**What is being asked**
Write out exactly the lines below that run from the line containing "the window on this basis." through the last line of the records.

-- Available data follows --

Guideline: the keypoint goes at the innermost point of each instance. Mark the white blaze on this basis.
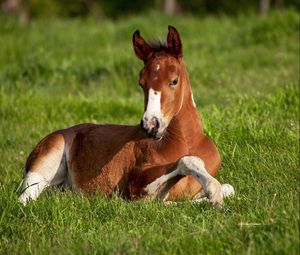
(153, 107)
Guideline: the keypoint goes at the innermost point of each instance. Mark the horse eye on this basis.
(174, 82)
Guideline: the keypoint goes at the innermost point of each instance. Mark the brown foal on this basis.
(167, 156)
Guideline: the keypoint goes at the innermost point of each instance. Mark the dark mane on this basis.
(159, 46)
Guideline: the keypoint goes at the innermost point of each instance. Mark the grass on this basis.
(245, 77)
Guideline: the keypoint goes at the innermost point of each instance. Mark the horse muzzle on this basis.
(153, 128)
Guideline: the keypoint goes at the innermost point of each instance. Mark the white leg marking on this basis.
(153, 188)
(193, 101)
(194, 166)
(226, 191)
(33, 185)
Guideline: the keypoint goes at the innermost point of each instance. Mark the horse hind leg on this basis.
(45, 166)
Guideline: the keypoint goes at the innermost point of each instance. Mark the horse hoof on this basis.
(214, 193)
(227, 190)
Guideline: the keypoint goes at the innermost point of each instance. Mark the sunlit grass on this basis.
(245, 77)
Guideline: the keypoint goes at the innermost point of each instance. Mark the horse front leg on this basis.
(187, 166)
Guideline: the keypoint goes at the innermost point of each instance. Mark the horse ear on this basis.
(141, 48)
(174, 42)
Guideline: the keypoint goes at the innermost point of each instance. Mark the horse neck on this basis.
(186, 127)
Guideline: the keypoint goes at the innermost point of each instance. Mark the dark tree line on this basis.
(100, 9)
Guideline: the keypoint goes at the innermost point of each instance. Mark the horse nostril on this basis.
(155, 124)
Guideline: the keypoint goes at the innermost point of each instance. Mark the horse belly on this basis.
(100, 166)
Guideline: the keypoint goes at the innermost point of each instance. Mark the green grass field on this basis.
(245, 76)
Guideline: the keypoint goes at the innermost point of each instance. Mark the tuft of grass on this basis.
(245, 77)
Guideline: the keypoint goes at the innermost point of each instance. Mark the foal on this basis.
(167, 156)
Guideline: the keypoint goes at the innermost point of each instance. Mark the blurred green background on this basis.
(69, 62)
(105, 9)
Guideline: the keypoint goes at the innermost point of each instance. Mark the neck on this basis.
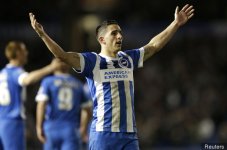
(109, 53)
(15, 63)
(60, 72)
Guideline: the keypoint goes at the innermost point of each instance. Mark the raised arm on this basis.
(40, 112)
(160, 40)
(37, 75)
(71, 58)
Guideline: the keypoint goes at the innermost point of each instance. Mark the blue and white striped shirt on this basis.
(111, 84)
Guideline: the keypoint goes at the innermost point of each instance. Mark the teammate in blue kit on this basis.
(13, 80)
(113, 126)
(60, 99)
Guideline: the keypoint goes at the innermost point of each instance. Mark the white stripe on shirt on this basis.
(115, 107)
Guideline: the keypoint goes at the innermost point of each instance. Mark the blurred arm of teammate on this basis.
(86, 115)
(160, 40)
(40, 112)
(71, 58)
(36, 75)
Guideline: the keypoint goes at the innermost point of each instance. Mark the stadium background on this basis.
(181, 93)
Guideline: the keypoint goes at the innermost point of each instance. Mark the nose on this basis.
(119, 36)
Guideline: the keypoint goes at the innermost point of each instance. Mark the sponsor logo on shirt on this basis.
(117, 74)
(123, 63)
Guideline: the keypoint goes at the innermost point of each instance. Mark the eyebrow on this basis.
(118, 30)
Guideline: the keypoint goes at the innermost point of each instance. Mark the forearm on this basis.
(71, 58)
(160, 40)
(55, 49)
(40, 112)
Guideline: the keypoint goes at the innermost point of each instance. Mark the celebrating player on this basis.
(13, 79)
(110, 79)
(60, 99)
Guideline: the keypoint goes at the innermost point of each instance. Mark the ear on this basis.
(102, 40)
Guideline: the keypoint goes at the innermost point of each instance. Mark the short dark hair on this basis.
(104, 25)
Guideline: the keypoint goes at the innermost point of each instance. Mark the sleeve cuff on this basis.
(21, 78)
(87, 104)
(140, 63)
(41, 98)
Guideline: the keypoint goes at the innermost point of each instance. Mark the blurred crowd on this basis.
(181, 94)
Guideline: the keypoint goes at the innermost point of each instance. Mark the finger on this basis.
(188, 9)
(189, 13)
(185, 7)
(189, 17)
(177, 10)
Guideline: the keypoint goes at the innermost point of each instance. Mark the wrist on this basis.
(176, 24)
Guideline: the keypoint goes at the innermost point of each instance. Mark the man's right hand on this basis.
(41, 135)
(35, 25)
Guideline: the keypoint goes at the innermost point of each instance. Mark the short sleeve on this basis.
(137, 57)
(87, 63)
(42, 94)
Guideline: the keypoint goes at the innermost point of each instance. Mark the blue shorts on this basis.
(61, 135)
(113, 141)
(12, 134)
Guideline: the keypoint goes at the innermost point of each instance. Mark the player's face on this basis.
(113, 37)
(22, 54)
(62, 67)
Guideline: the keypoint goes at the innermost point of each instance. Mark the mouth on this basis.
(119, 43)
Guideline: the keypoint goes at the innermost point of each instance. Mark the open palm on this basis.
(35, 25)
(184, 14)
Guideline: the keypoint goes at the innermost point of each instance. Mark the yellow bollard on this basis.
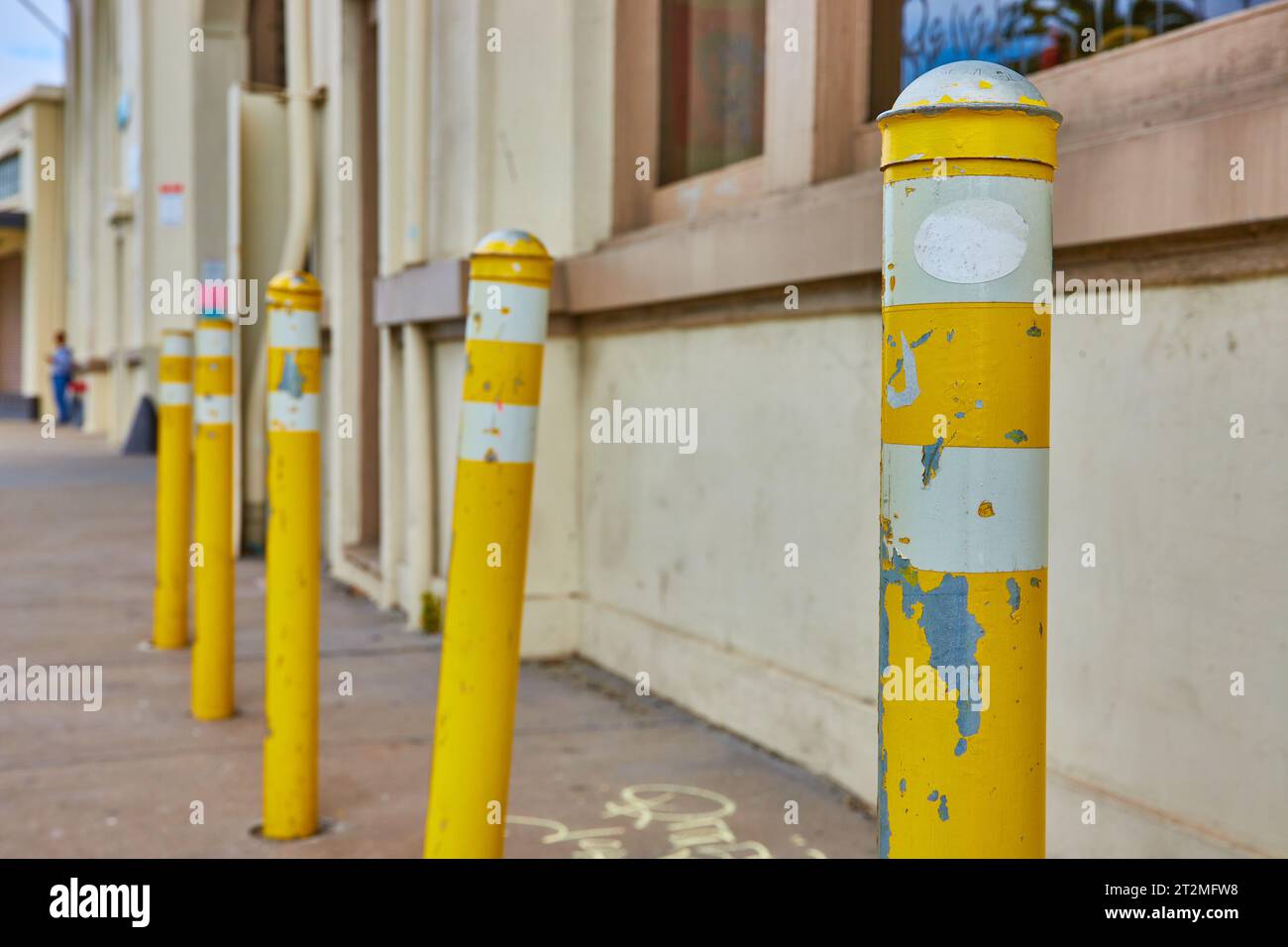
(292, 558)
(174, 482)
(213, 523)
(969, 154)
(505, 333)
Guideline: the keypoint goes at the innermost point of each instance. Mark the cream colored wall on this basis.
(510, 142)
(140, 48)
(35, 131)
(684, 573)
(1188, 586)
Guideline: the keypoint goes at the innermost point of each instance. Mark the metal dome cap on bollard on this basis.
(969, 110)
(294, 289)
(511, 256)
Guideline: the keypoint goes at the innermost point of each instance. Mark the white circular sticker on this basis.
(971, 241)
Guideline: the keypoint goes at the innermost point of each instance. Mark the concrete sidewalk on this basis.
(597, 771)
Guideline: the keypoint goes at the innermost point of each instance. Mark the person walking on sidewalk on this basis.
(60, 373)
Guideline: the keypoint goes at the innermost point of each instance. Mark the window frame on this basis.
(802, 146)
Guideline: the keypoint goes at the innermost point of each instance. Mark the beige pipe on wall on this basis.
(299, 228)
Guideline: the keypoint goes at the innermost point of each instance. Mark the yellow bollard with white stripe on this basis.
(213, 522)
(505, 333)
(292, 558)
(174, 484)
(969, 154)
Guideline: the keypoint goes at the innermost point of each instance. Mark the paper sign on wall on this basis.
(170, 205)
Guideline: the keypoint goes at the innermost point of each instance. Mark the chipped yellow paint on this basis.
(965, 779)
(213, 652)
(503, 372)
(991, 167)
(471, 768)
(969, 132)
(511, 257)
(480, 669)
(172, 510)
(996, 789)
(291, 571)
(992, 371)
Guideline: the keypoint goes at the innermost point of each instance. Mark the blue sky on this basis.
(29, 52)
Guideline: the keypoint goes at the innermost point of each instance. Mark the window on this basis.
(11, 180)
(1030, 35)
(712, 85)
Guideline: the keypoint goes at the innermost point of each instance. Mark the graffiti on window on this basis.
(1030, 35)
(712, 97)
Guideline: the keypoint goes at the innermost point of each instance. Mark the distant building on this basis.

-- Available data concluded --

**Exercise output**
Guideline: the keypoint goes at the innermost point of each instance. Mark the window on this basis.
(11, 180)
(1030, 35)
(712, 85)
Guideline: the keypoint goes at the innermost point of each instance. Mark the graffiti on window on this basis.
(1030, 35)
(712, 97)
Guideline: the keypoint goes at the innermost point of each instance. Mark the distant building on this basis.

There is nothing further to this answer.